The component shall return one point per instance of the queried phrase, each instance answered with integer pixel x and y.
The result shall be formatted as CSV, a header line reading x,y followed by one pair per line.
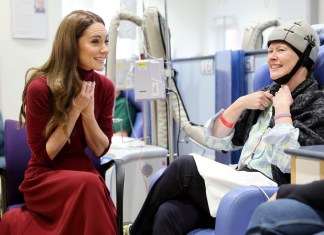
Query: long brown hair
x,y
61,69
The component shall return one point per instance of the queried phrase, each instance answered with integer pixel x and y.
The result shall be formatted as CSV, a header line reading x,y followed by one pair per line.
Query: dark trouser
x,y
177,202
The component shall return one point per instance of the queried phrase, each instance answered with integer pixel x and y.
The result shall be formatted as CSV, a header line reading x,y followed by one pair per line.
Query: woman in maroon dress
x,y
67,107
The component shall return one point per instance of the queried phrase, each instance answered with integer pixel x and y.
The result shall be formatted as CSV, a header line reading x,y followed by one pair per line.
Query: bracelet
x,y
226,123
282,115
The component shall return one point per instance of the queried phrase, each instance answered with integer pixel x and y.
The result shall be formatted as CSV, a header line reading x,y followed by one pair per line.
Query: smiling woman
x,y
66,112
93,46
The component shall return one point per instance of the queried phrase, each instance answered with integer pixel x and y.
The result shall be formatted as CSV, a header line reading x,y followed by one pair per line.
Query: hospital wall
x,y
196,30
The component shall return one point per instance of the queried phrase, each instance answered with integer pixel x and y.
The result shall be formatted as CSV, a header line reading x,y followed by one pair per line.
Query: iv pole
x,y
168,75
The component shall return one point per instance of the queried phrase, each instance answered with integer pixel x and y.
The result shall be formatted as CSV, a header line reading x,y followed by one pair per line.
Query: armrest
x,y
237,206
120,177
307,163
3,186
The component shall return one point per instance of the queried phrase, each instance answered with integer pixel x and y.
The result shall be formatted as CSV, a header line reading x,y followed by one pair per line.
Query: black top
x,y
310,194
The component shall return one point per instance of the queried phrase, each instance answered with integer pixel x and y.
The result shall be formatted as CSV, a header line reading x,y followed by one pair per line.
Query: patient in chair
x,y
286,114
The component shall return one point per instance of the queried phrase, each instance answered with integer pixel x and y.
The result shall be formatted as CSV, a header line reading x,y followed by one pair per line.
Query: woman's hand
x,y
85,97
283,98
89,110
256,100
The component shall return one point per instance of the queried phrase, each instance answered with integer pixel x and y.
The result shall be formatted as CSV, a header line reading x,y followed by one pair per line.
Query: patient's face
x,y
281,59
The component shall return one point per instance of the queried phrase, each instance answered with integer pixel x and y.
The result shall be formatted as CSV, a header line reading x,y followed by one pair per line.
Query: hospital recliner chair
x,y
236,207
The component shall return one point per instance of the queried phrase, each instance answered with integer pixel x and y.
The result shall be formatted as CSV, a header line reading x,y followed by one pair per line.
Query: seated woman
x,y
67,107
264,123
299,210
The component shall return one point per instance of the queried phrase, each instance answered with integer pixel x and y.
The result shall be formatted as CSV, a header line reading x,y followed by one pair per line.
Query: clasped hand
x,y
262,99
84,101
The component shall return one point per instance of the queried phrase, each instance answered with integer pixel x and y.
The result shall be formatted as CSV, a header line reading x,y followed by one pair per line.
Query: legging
x,y
177,202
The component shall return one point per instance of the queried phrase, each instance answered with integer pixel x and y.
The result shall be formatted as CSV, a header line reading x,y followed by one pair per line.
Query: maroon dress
x,y
66,195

* * * * *

Although the records contain pictures, only the text should be copied, exactly as it stands.

* [Output below]:
The component shall return one point per instance of the queried phrase, each instance answered with integer pixel x and y.
The result shall be formatted as CSV, a header line reading x,y followed by one pair per line.
Query: long brown hair
x,y
61,69
The component shall return one point per instance of the queried phrase, each instance answered with integer pixel x and y.
The result shall be formatted as CSV, a header line reading x,y followed by one pair per line.
Query: dark trouser
x,y
177,202
The component shall return one point per instance of the queried phrase, each instance answered with integer pixel x and y.
The result shall be formatted as CSV, a header line reading x,y followed by one pair per line.
Query: woman in maroon dress
x,y
67,107
The component shall return one point per instance of the queried phrase, each instance answered with integer pixel x and y.
The result shall be formatted as CSV, a header line reading x,y followed by one pair per line.
Query: bracelet
x,y
226,123
282,115
The component shall return one point per instance of the queried phrase, each instance answered with integer pixel x and y.
The result shall be formatted as CSV, a header line reading x,y followed by one pair per line.
Query: smiling woman
x,y
66,112
93,46
The component shall return one point per instance of the queried phrase, each instance answered with integer pixel x and y.
The result shall be formatted as CSV, a header line reading x,y followed by one pair per line.
Query: hospital wall
x,y
196,30
The component shall return one point per instance of the queried phrase, each instance answered with integer pixel x and y.
The result shall be formatted as CSV, a header line reading x,y followed by one pair per line.
Query: iv pole
x,y
168,75
The component shall return one point per instance of the queried phrase, each instance answered with integer pixel x and y.
The result shall be formatted as CSV, a header line reading x,y followed by one pair per line.
Query: armrest
x,y
237,206
120,177
307,163
3,186
The component shall return one point per instance of the queried phrase, each instance answered with integer pixel x and y.
The result shall be formatted as CSV, a header line reading x,y followed by one pair per line.
Query: black top
x,y
310,194
The component shall return one point per instance of the queried phrase, each instance answered with integer pixel x and y.
The result shall be formatted as CSV, a header line reading x,y followed by one pair per line.
Query: patient in chair
x,y
286,114
The component shall return one point per instance of the queried phrase, each instance answered with integer pixel x and y.
The result shall be formatted as CSV, a header line reading x,y followed by one pair per line.
Query: woman's hand
x,y
85,97
283,98
89,110
256,100
The component shall return one point per instance of the queried phrase, each instance answered with integer pixel x and y.
The result shall be formatted as CSV, a header line reading x,y followed by one pair per line.
Query: patient's face
x,y
281,59
The component shall return one point per instance of the queried phrase, each instance answered with integer pixel x and y.
The result shall be formatted as CSV, a header line reading x,y followed by one pair per line.
Query: hospital recliner chair
x,y
236,207
The component shall return one point per instance of the queried phrase, each instance answered with integer pixel x and y.
The result shall be formatted as CSV, a header line reading x,y followed by one pair per line.
Query: seated woman
x,y
67,107
264,123
299,210
The component shall return one point per instance of the queried phrase, each instance answered with integer pixel x and y.
The result shall be formatted as CSV, a header line reading x,y followed by one pair per line.
Query: clasped hand
x,y
262,99
84,101
The component shall return one point per instance of the queried phrase, each instance answered with integer pixel x and y.
The result shall be formatted as CSV, a header line reading x,y followed by one pair per line.
Query: legging
x,y
177,202
The component shall return one point per instance of the queried phrase, each instance answered with integer pixel x and y.
The result shall be formatted as CSV, a header line reading x,y followed by one pair per line.
Query: maroon dress
x,y
66,195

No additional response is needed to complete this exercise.